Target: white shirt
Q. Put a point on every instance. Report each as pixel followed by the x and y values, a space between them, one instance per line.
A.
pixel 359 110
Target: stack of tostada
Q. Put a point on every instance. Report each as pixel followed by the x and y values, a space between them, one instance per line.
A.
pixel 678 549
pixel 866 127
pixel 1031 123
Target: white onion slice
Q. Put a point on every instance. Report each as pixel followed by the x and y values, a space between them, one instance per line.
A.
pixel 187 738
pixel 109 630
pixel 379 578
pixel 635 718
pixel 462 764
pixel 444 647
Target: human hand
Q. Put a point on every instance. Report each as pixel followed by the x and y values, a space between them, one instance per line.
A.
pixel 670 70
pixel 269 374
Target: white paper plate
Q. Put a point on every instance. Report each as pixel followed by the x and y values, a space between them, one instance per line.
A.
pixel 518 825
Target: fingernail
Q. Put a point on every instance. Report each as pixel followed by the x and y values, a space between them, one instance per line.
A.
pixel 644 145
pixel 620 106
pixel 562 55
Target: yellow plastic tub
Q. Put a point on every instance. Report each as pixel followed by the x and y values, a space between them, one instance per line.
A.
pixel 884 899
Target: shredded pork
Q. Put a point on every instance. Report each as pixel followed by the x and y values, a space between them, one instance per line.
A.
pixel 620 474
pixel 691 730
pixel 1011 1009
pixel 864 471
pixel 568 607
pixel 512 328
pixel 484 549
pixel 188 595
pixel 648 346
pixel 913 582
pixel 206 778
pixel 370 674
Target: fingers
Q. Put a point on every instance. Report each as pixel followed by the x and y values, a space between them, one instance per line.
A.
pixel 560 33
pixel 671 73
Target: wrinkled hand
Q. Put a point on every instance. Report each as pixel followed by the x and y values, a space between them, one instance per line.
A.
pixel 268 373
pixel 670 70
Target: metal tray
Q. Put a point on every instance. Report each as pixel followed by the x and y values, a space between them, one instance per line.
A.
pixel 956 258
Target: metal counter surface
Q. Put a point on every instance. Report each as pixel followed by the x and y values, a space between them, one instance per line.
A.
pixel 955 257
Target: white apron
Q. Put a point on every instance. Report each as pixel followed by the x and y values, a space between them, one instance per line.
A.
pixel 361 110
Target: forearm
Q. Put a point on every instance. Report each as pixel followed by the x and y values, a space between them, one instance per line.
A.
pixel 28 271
== == ==
* _WHAT YOU HAVE TO DO_
Copy all of the rows above verbatim, keeping every line in its original order.

* _EXERCISE RESULT_
Target: white shirt
Q. Put a point on every instance. Report each as pixel followed by the x and y values, a space between them, one instance per line.
A.
pixel 359 110
Target: stack of tostada
Q. Put a point on every instance. Report each as pixel followed by the x and y values, a space between them, one instance per line.
A.
pixel 678 549
pixel 866 127
pixel 1031 123
Target: white onion slice
Q. Put a point on every instance. Report each as pixel followed by the x and y values, a space between them, one instance per line.
A.
pixel 187 738
pixel 109 630
pixel 379 578
pixel 635 718
pixel 462 764
pixel 444 647
Target: human hand
Q. Put a point on every instance. Report each as pixel followed by the x and y values, a space between them, one instance per line.
A.
pixel 670 70
pixel 269 374
Target: white paper plate
Q. Put a point on every instance. Report each as pixel followed by the x and y values, a space between them, one instance per line.
A.
pixel 518 825
Target: fingernail
Q. Put a point on every instance. Report each as pixel followed by the x and y values, a space between them, one instance per line.
A.
pixel 644 145
pixel 620 106
pixel 562 55
Target: yellow plastic tub
Q. Put a point on every instance. Report each as pixel followed by the x and y values, a space between them, one instance per line.
A.
pixel 884 899
Target: shredded pork
Q. Put a point on every instance. Report each as pixel followed by the x and y values, a space between them, one instance per line.
A.
pixel 620 474
pixel 691 730
pixel 1011 1009
pixel 864 471
pixel 568 607
pixel 512 328
pixel 484 549
pixel 188 595
pixel 648 346
pixel 913 582
pixel 206 778
pixel 370 674
Target: fingers
Q. Put a point on every instance. Report each as pixel followed by the x and y values, a space between them, one instance per line.
A.
pixel 560 33
pixel 671 73
Target: wrinkled hand
Q. Put a point on every instance. Report each as pixel followed by the x and y values, a space between them, one instance per line.
A.
pixel 268 373
pixel 670 70
Target: metal tray
Q. Put a point on every instance. Report each as pixel followed by the x and y values, a space between them, one instance per line.
A.
pixel 956 258
Target: metal counter surface
Q. Put a point on every instance. Report each as pixel followed by the x and y values, a space between them, one instance per line.
A.
pixel 955 257
Target: white apron
Q. Put a point on every instance. Report each as pixel followed by the x and y values, a space between them, one instance per line.
A.
pixel 361 110
Target: forearm
Q. Put a point on every instance. Report each as pixel followed by the x and y values, a space between them, one instance per line.
A.
pixel 28 271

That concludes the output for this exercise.